▸ Data supplied:
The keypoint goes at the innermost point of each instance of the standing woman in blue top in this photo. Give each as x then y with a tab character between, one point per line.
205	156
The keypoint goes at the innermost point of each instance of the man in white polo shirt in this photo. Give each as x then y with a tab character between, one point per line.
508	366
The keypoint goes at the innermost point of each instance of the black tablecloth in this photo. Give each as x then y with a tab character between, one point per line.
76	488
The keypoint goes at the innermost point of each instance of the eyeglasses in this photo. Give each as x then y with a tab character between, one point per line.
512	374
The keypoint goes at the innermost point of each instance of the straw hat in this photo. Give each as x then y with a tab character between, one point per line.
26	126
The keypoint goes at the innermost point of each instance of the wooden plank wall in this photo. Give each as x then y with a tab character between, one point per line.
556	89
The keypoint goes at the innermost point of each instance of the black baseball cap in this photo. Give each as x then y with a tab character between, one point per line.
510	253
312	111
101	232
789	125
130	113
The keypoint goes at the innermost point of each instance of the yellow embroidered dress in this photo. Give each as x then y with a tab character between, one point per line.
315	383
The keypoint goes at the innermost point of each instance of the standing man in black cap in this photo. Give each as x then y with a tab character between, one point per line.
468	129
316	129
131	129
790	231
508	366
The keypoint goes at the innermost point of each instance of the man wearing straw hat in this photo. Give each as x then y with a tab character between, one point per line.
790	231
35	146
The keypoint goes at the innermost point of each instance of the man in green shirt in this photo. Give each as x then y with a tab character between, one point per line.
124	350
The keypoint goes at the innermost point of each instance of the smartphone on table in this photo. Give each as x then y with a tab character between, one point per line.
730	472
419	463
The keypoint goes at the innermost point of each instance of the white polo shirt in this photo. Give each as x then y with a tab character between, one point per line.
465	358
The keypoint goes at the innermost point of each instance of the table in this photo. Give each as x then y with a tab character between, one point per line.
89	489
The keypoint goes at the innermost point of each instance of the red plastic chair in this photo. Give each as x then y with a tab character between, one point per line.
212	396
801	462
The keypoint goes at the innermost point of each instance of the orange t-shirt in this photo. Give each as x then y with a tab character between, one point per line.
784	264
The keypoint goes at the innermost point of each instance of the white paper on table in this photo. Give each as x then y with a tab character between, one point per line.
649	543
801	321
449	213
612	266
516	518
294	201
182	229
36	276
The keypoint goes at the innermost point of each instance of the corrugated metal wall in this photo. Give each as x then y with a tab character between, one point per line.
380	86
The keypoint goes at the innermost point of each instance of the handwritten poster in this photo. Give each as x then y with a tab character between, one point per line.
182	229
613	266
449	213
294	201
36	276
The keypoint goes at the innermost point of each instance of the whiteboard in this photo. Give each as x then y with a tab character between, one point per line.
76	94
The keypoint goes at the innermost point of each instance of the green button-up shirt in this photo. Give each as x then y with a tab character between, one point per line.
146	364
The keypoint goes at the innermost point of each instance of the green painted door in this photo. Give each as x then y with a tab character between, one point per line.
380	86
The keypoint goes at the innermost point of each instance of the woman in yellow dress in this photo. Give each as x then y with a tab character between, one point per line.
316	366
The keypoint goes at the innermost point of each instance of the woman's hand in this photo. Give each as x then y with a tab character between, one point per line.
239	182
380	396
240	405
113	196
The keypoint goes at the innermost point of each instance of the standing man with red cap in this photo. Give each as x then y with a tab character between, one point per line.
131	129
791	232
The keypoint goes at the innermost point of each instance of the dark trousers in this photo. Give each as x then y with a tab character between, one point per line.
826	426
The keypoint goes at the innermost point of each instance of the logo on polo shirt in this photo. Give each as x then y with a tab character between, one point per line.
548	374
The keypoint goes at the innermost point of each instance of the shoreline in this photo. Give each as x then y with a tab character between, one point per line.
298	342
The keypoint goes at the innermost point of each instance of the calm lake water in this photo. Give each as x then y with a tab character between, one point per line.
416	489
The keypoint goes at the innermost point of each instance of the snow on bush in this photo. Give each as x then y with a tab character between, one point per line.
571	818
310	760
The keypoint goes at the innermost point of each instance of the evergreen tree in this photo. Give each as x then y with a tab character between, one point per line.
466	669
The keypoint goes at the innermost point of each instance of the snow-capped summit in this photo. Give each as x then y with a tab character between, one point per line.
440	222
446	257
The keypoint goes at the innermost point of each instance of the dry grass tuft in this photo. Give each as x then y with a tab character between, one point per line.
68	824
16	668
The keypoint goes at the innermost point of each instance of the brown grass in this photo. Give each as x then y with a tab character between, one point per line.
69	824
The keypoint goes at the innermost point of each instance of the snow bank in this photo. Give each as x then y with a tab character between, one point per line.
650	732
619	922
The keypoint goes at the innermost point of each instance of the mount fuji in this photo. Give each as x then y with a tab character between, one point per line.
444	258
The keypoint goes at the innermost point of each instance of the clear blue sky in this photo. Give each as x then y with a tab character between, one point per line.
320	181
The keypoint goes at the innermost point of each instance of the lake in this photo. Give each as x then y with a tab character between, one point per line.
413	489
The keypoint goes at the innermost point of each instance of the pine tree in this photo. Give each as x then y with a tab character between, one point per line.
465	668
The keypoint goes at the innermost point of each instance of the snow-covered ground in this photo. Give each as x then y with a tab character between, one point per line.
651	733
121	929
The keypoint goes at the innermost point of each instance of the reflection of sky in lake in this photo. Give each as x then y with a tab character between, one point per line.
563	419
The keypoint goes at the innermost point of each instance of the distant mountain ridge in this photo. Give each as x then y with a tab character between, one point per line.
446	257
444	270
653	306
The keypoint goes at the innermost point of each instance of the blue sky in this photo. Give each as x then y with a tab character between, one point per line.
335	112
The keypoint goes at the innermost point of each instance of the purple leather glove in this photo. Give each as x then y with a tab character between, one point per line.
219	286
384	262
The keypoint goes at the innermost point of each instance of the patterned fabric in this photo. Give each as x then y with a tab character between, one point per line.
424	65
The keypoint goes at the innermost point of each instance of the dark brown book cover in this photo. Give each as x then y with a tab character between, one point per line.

▸ Task instructions: For each entry above, please make an exact copy.

▸ Finished exercise:
The keypoint goes at the innermost point of each instance of the standing woman in blue top in this photo. Give each as x then y with a tab character between, one point per line.
205	156
The keypoint goes at the innermost point of each instance of the man in white polo shirt in this photo. Give each as x then y with a tab character between, one point per line.
508	366
The keypoint goes at the innermost point of each instance of the black tablecloth in this photo. Give each as x then y with a tab character between, one point per line.
76	488
The keypoint goes at the innermost point of each instance of the eyeglasses in this photo. Give each as x then y with a tab character between, one point per line.
512	374
The keypoint goes at the innermost point of each instance of the straw hat in this photo. Give each as x then y with a tab character between, one point per line.
26	126
The keypoint goes at the innermost point of each instance of the wooden plank wall in this photo. Give each as x then y with a tab character between, one point per line.
556	89
The keypoint goes at the innermost point of each instance of the black baseball cap in this photo. Give each as x then y with a tab character between, one point per line.
510	253
312	111
101	232
789	125
130	113
The keypoint goes at the innermost point of each instance of the yellow embroidered dress in this photo. Give each as x then y with a tab character between, one point per line.
315	383
The keypoint goes at the innermost point of each instance of the standing man in black cap in this photo. Give each as x then y with a tab character between, one point per line.
468	129
316	129
131	129
790	231
508	366
The keypoint goes at the innermost point of each instance of the man wearing straw hat in this photo. Give each as x then y with a tab character between, one point per line.
790	231
35	146
The keypoint goes at the innermost point of each instance of the man in green shirt in this photo. Give each as x then y with a tab character between, one point per line.
124	350
The keypoint goes at the innermost point of each instance of the smartphone on table in this photo. Give each as x then y with a tab character between, one point per line.
730	472
419	463
The keypoint goes at the innermost point of each instance of the white polo shirt in this photo. Give each as x then y with a tab character between, one point per line.
465	358
The keypoint goes at the innermost point of each instance of the table in this photo. Give each as x then y with a tab character between, one point per line.
89	489
The keypoint goes at the innermost point of each instance of the red plastic chair in this photo. Give each as x then y with a tab character between, one point per line.
212	396
801	462
The keypoint goes at the innermost point of each instance of the orange t-shirt in this photo. Give each as x then y with a tab character between, one point per line.
784	264
The keypoint goes at the innermost point of each instance of the white paper on table in this photo. Give each as x then y with a tab character between, one point per line.
649	543
801	321
449	213
612	266
516	518
294	201
182	229
36	276
The keypoint goes at the innermost point of each instance of the corrugated metal wall in this photo. Give each as x then y with a tab character between, one point per line.
380	86
The keypoint goes at the innermost point of each instance of the handwritten poster in this photo. Give each as x then y with a tab character between, one point per line.
182	229
613	266
449	213
294	201
36	276
The keypoint goes at the innermost point of each instance of the whiteboard in this photo. Give each as x then y with a tab character between, one point per line.
76	94
The keypoint goes at the innermost point of each instance of the green button-up shirt in this photo. Give each as x then y with a tab character between, one point per line.
146	364
The keypoint goes at the innermost point of each instance of the green painted door in this photo. Give each as x then y with a tab character between, one point per line.
380	86
The keypoint goes at the innermost point of each instance of the woman in yellow dress in this photo. Give each as x then y with a tab character between, one point per line.
316	366
The keypoint goes at the innermost point of each instance of the woman's hand in this photo. Give each as x then y with a tab character between, one point per line.
239	182
380	396
240	405
113	196
The keypoint goes at the innermost point of each instance of the standing man with red cap in this photo. Give each as x then y with a tab character between, one point per line.
131	129
791	232
The keypoint goes at the innermost point of each instance of the dark trousers in this photo. Give each as x then y with a tab character between, one point per line.
826	426
The keypoint goes at the innermost point of each instance of the logo on polo shirt in this photo. Give each as x then y with a tab character between, one point per line.
548	374
The keypoint goes at the innermost point of each instance of the shoreline in this photo. Give each as x then y with a tab character between, one point per line.
298	342
The keypoint goes at the innermost point of each instance of the calm lake water in this photo. Give each as x then y with a tab character between, one point per line.
416	489
The keypoint goes at the innermost point of each instance of the snow on bush in this photo. Give each as x then y with a tab character between, one point per line.
571	818
310	760
The keypoint goes at the innermost point of each instance of the evergreen tree in this photo. Give each as x then y with a tab character between, one point per line.
466	669
The keypoint goes at the innermost point of each instance of the snow-capped summit in this photo. Give each as x then y with a tab character between, one point per line.
440	222
446	257
The keypoint goes at the innermost point of each instance of the dry grass tuft in this photo. Give each as x then y with a tab character between, one point per line.
68	824
16	668
The keypoint goes at the innermost point of each instance of the brown grass in this photo. Give each as x then y with a tab character between, one point per line.
69	824
The keypoint goes at the innermost point of each instance of the snow bank in this photo. Give each as x then y with a tab character between, one point per line.
650	732
619	922
The keypoint goes at the innermost point of each instance of the mount fuji in this photo. Give each as x then y with a tab character between, one point per line.
444	258
The keypoint goes at the innermost point of each instance of the clear blue sky in this photo. Give each as x then y with a tab character between, one point per line.
320	181
The keypoint goes at the innermost point of each instance of the lake in this photo. Give each as x then y with a tab character between, one point per line.
413	489
The keypoint goes at the innermost point of each instance of the pine tree in this photo. Give each as x then y with a tab character between, one point per line.
465	668
The keypoint goes at the innermost point of each instance of the snow-covered ground in this photo. Give each as x then y with a tab character between, one point per line.
651	733
121	929
The keypoint goes at the innermost point of each instance of the reflection of sky in lake in this photo. Give each as x then y with a tab character between, one point per line.
563	419
The keypoint goes at the innermost point of each instance of the distant mountain ridge in this photo. Give each as x then y with a tab character between, one point per line.
446	257
444	270
653	306
The keypoint goes at the innermost point of each instance of the blue sky in this photo. Give each as x then y with a tab character between, one point per line.
335	112
The keypoint goes at the innermost point of each instance of the purple leather glove in this photo. Give each as x then y with a tab character between, one point per line.
219	286
384	262
The keypoint goes at the innermost point of each instance of the patterned fabric in this photo. Give each as x then y with a tab character between, one point per line.
424	65
The keypoint goes at the innermost point of each instance of the dark brown book cover in this photo. Give each as x then y with a tab character between, one point per line.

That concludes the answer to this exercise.